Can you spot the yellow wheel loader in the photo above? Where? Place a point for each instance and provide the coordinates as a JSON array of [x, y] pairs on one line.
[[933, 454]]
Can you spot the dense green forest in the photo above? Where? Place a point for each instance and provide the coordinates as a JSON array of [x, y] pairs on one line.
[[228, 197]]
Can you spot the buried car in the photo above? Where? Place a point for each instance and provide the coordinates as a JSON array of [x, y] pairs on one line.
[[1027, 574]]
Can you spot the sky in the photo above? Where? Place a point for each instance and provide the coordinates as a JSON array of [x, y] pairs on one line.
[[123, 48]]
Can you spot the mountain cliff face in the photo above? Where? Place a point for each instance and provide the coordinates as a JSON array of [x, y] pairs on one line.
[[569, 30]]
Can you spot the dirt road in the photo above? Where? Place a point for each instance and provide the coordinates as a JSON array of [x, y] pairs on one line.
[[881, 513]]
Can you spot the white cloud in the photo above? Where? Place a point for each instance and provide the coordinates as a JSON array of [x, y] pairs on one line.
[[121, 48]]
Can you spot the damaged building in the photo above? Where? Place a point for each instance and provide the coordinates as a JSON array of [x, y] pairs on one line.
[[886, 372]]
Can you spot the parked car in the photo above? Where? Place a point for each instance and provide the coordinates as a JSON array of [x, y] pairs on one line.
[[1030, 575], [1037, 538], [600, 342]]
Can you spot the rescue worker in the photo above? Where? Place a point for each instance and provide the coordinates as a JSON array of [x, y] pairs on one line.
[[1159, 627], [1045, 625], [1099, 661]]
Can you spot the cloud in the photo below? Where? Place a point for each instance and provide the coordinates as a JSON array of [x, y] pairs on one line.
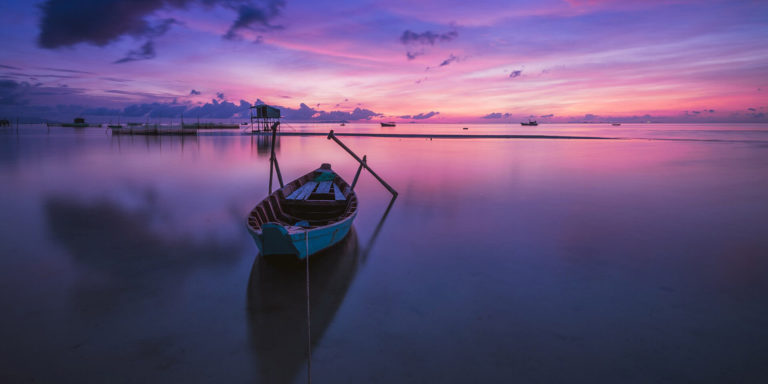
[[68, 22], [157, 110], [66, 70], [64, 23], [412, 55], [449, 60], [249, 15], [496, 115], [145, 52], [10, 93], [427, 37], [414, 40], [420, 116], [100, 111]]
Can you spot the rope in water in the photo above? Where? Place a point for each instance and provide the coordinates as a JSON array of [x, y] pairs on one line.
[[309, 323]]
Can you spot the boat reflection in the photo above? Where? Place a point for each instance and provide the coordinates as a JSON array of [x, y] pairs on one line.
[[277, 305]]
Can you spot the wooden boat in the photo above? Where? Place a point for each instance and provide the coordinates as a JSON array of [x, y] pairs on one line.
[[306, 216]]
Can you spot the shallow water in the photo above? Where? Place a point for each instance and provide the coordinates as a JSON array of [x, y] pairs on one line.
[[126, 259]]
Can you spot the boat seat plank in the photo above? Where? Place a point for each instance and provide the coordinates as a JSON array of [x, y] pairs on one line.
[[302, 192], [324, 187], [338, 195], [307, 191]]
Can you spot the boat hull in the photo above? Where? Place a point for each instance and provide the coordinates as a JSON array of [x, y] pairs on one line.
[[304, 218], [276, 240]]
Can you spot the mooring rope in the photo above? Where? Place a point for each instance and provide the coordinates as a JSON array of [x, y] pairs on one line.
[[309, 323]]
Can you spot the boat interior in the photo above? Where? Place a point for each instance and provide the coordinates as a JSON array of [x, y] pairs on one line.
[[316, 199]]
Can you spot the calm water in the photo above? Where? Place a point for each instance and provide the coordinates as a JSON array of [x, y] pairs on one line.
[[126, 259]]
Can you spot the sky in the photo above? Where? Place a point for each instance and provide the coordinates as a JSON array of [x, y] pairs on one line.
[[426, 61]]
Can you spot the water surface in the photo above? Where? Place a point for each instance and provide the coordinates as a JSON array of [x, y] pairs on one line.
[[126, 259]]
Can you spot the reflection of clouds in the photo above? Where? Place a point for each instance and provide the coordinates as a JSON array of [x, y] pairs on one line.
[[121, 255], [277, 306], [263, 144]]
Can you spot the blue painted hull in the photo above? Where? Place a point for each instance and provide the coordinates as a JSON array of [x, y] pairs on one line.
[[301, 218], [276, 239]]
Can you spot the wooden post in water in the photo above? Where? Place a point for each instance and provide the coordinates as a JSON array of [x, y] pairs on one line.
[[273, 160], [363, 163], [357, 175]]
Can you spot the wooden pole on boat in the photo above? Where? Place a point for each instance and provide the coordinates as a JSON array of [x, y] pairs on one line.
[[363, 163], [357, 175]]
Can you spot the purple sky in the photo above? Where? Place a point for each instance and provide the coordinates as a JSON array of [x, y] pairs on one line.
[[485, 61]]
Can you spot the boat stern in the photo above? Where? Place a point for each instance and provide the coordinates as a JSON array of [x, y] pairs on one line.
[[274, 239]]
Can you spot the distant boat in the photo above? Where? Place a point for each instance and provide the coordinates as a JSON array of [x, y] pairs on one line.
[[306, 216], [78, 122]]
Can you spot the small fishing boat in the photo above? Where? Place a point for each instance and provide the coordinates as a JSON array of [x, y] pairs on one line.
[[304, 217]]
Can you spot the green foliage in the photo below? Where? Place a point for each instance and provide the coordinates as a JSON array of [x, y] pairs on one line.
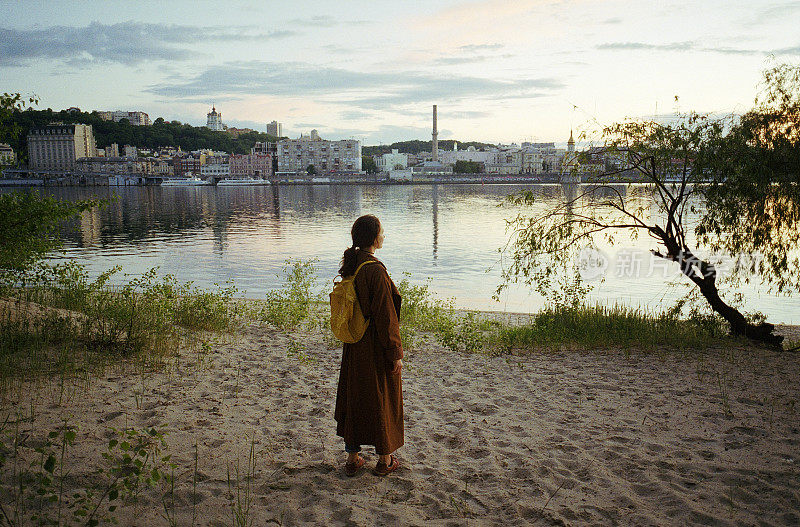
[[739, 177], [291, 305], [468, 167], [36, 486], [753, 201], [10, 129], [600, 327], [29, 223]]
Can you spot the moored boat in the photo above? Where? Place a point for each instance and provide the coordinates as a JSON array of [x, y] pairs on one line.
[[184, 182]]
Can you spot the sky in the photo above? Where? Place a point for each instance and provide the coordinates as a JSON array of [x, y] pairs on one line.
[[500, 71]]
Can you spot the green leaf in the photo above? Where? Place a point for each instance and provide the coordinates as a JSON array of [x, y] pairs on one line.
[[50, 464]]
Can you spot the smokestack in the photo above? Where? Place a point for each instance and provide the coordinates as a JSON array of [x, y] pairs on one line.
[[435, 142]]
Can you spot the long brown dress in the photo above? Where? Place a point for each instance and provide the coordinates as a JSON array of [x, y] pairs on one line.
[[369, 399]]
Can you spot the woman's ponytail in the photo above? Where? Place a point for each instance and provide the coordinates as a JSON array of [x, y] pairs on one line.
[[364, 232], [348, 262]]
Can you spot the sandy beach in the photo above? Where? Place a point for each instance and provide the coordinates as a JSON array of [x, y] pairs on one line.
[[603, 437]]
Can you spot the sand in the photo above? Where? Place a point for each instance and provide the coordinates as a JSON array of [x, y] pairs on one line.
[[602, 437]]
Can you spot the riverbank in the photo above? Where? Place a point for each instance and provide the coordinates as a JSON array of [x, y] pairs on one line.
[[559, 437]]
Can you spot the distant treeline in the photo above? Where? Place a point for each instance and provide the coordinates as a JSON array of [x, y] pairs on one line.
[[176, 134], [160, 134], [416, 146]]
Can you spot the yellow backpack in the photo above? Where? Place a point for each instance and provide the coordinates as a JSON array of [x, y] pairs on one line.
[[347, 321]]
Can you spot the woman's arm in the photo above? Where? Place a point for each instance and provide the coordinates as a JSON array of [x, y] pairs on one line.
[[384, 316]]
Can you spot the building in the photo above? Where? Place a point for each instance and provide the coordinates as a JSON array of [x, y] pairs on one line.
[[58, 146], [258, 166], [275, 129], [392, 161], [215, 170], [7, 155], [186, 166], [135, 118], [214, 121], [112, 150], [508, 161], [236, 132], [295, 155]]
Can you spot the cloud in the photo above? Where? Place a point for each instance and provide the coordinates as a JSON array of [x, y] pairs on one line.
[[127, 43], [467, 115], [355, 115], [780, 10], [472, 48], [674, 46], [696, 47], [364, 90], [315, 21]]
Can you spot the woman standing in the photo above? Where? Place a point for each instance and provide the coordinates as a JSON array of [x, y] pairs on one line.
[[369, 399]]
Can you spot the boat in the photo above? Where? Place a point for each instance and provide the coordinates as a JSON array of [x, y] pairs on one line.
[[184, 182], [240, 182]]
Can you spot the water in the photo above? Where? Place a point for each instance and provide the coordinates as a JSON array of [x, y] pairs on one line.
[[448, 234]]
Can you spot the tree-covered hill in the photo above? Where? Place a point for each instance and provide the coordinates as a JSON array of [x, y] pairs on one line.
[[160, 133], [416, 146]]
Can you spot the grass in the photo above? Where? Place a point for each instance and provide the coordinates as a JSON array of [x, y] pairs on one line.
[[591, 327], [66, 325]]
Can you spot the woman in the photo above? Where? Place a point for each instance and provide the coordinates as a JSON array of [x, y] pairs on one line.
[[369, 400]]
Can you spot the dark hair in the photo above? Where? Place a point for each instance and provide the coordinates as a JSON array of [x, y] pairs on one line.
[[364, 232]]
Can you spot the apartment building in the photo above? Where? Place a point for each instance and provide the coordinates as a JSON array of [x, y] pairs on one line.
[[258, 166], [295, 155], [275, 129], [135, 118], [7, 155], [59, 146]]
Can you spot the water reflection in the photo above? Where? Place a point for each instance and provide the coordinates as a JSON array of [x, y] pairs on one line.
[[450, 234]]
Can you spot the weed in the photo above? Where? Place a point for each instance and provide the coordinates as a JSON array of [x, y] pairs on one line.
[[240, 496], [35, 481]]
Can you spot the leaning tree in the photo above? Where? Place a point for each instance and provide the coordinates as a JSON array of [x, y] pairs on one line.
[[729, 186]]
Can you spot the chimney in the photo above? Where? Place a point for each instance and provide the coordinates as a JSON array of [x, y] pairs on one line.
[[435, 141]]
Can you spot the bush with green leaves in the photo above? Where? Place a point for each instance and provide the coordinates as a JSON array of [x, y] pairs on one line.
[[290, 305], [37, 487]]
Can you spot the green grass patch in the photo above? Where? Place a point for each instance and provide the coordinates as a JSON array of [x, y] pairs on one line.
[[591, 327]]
================
WHAT THIS TASK INVOLVES: Take the line with "Can you spot the apartment" and every line after it in the data, and please reproduce them exactly, leaving out all other lines.

FINISHED EXERCISE:
Can you spot the apartment building in the photo above? Where? Place a point for each instance and provide the coordinates as a JSON array of [x, y] pairs on one line.
[[258, 166], [295, 155], [275, 129], [135, 118], [7, 155], [59, 146]]
Can you spot the water reflection in the photo above? Where? Place a point for each instance and provide the coordinates as a JSON array of [x, y] pairs on one line.
[[450, 234]]
Can you spot the weed in the photo above? Where? Place a point for each instance and provide the coordinates as a JSON array of [x, y] pairs on one line.
[[240, 496], [35, 481]]
Can you spot the leaning tree in the photo above? Where? Place a point for each instance and provide the coordinates as a JSON array of [x, y] pairs on one line.
[[729, 186]]
Can you spot the chimney in the photo above? Where? Place a point for each instance and provide the coordinates as a JSON array of [x, y] pairs on one line.
[[435, 141]]
Can you spot the bush with green leaves in the photo above? Where? Place a point for each instance and provide the coordinates as a JSON array of [x, y] pairs on one line.
[[290, 305], [37, 487]]
Can you spot the green grass patch in the photo above? Where? Place a point for each instance and provide the coordinates as a JSON array of [x, y] pairs on one line.
[[591, 327]]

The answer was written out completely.